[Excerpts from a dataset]
*** Begin section ***
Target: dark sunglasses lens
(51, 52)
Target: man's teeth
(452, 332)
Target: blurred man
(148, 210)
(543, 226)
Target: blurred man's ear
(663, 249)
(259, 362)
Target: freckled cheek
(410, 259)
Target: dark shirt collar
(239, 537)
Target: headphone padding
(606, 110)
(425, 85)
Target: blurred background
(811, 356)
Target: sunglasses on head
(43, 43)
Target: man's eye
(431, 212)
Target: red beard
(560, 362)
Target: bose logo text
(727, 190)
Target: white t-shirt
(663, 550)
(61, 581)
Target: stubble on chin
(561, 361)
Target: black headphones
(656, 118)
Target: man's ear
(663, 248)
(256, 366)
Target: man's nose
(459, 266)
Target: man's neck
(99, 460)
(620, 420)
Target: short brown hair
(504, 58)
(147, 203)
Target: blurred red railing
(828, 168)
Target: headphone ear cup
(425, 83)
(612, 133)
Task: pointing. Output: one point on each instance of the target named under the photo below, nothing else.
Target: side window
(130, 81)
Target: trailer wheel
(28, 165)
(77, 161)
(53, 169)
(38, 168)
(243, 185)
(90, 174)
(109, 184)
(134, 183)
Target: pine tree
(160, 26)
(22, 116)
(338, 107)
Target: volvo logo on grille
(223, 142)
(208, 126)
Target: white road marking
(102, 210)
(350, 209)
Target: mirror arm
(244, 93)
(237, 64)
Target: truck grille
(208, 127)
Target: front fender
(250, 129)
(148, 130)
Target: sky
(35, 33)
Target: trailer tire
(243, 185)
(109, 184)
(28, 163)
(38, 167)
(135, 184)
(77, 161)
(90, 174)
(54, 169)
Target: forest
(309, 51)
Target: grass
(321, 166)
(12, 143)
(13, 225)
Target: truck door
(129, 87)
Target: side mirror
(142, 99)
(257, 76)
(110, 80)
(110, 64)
*** End section ***
What you need to do: Every line from the one containing "Target: bose logo text" through the last line of the entries above must be output exactly. Leave the rest out.

Solution for this task:
Target: bose logo text
(727, 190)
Target: white t-shirt
(663, 550)
(61, 581)
Target: stubble on chin
(561, 361)
Target: black headphones
(656, 118)
Target: man's ear
(663, 248)
(256, 366)
Target: man's nose
(459, 266)
Target: man's neck
(99, 460)
(620, 420)
Target: short brown hair
(504, 58)
(147, 203)
Target: blurred red railing
(828, 168)
Target: headphone ear cup
(425, 83)
(612, 133)
Task: pointing. Output: one point on each instance of the target named under the photo below, nothing else.
Target: side window
(130, 81)
Target: trailer wheel
(28, 165)
(77, 161)
(53, 169)
(38, 168)
(243, 185)
(90, 174)
(109, 184)
(134, 183)
Target: pine tree
(160, 26)
(22, 116)
(338, 107)
Target: volvo logo on grille
(223, 142)
(208, 126)
Target: white road marking
(102, 210)
(350, 209)
Target: mirror arm
(244, 93)
(237, 64)
Target: truck grille
(208, 127)
Target: front fender
(250, 129)
(148, 130)
Target: sky
(35, 33)
Target: trailer tire
(243, 185)
(109, 184)
(28, 163)
(38, 167)
(135, 184)
(77, 161)
(90, 174)
(54, 169)
Target: forest
(309, 51)
Target: grass
(321, 166)
(12, 143)
(13, 225)
Target: truck door
(129, 87)
Target: side mirror
(142, 99)
(257, 76)
(110, 80)
(110, 64)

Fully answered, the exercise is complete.